Look through the entries below and extract exactly the lines from the one containing "Target: dark background" through the one containing "Target: small trophy", ends included.

[[ Source information, beginning ]]

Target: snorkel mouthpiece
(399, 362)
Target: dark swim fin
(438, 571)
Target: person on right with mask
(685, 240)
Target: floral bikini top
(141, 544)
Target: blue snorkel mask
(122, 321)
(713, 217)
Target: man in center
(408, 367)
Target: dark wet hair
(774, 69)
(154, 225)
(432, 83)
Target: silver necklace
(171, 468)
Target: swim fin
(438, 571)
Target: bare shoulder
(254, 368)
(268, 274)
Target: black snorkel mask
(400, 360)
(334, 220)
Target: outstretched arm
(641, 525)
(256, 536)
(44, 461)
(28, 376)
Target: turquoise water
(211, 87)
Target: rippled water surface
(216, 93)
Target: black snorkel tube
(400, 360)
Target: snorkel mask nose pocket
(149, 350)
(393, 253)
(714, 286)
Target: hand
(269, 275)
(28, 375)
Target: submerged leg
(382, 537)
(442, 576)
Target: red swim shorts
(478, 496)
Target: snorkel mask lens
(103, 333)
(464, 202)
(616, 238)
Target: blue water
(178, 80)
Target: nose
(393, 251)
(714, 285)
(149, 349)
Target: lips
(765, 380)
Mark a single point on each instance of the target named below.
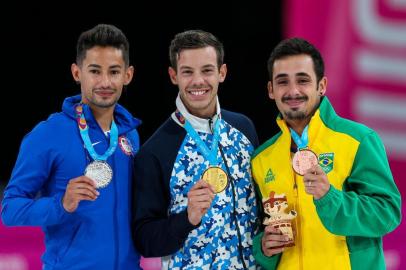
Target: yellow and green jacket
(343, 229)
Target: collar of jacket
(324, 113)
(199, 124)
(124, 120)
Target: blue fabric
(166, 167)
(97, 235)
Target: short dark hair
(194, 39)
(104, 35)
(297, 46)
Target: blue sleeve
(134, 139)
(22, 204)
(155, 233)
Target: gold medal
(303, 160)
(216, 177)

[[ Source information, end ]]
[[ Source information, beginning ]]

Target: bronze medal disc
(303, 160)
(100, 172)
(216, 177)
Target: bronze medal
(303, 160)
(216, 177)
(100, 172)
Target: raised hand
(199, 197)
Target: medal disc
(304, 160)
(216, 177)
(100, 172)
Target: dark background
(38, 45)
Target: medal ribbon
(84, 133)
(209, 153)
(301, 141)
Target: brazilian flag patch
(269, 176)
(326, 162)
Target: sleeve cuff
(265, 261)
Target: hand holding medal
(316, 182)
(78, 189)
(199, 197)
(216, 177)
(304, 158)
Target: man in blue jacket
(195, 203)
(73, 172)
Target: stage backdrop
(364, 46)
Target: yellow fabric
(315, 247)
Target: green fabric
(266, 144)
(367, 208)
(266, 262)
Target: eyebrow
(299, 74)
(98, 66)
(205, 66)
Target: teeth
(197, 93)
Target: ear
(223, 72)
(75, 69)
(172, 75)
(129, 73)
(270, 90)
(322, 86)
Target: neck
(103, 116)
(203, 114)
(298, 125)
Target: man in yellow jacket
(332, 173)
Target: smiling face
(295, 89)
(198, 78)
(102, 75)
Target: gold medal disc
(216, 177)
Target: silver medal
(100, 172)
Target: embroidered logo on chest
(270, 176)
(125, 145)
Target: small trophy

[[ Source information, end ]]
[[ Source information, beginning ]]

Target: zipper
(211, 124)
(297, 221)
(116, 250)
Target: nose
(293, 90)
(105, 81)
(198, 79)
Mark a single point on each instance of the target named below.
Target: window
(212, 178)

[[ Source information, end ]]

* _Task result_
Target: dark background
(38, 45)
Target: medal ribbon
(84, 133)
(209, 153)
(301, 141)
Target: brazilian flag patch
(269, 176)
(326, 162)
Target: sleeve cuff
(265, 261)
Target: hand holding medal
(316, 182)
(78, 189)
(199, 197)
(216, 177)
(304, 158)
Target: man in blue jacket
(195, 203)
(73, 172)
Target: stage backdrop
(364, 46)
Target: yellow fabric
(315, 247)
Target: green fabric
(266, 144)
(367, 208)
(266, 262)
Target: eyebrow
(299, 74)
(98, 66)
(205, 66)
Target: teeth
(197, 93)
Target: ear
(223, 72)
(75, 69)
(172, 75)
(129, 73)
(270, 90)
(322, 86)
Target: neck
(103, 116)
(203, 114)
(298, 125)
Target: man in yellow jacket
(332, 173)
Target: smiling face
(295, 89)
(198, 78)
(102, 75)
Target: gold medal disc
(216, 177)
Target: silver medal
(100, 172)
Target: embroidered logo on chest
(270, 176)
(125, 145)
Target: small trophy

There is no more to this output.